▶ _Passage given_
######
Don’t get me wrong. To wake up at 5 am to have two hours for a full-blown wet dream of a morning routine including meditation, journaling, exercise, and a cold shower can be beneficial for some.

However, it’s by far not the ultimate solution for everyone and to claim otherwise is useless at best and harmful at worst. Only around 40% of the population are morning people. The rest are either nocturnal or fall somewhere in between. There are plenty of other people like you and me.

That said, you can still have fun after you wake up, even if it’s at 10+ am. In fact, I hereby permit you to do so without a bad conscience. You didn’t waste your day. You’re just starting.

After a lot of trial and error, here are the morning routines that brought me joy.

They’re not borrowed from Elon Musk or Steve Jobs. I don’t expect them to make me rich, productive, and powerful. In the end, these are pleasurable ways to start a day that often seems too hard to handle.

1. Listen to an Eccentric or Bizarre Podcast

I love to listen to an eccentric podcast out of my usual information bubble while I get ready in the morning.

What do I mean by that? Unique, fun knowledge about the world’s quirkiest niche topics.
######
▶ _Information supplied_
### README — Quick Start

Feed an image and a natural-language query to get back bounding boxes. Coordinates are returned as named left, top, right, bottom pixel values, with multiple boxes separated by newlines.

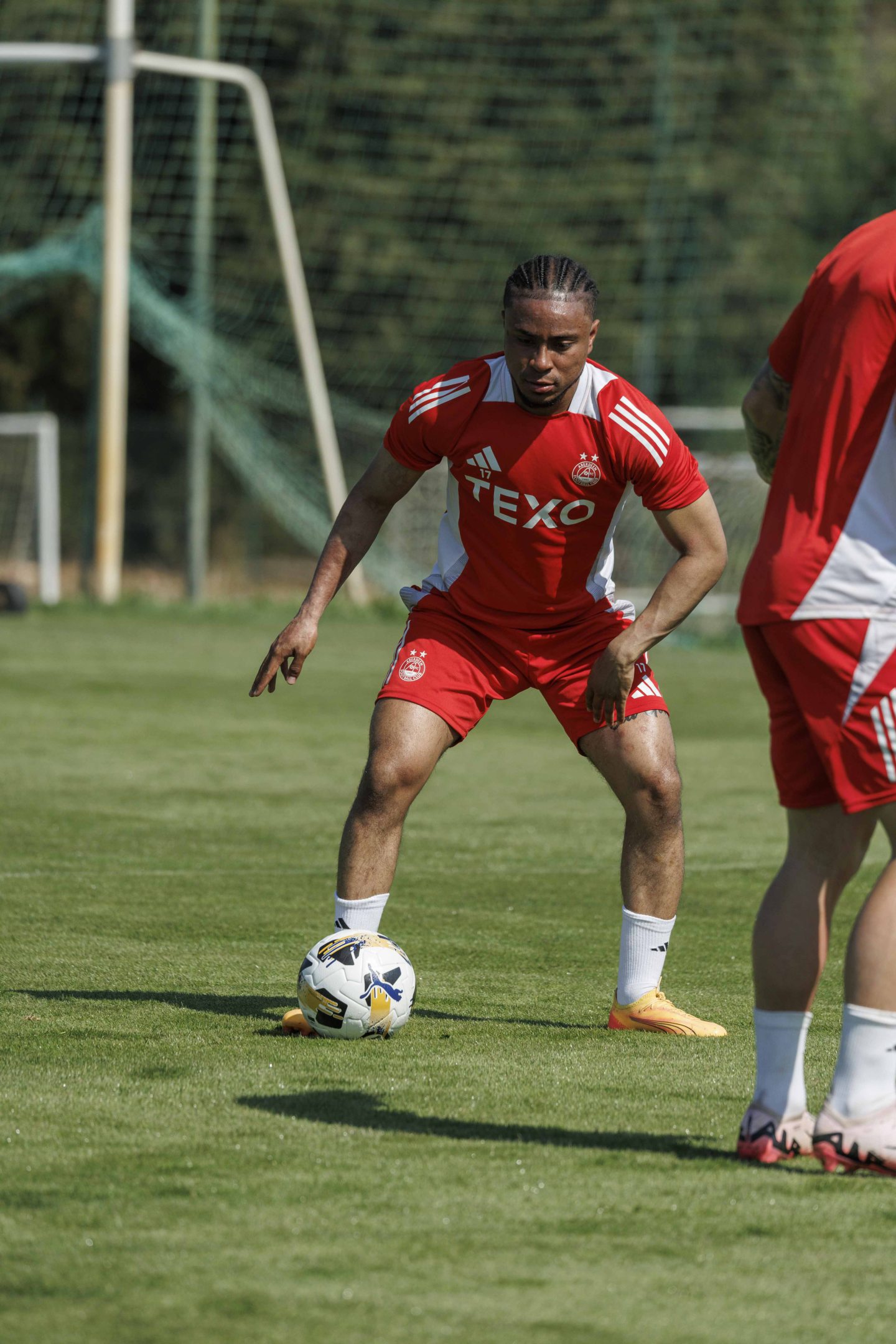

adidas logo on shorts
left=870, top=689, right=896, bottom=783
######
▶ _Direction_
The passage on morning routines names the activities in a two-hour routine that starts at 5 am. List all of them.

▶ _Task response_
Meditation, journaling, exercise, and a cold shower.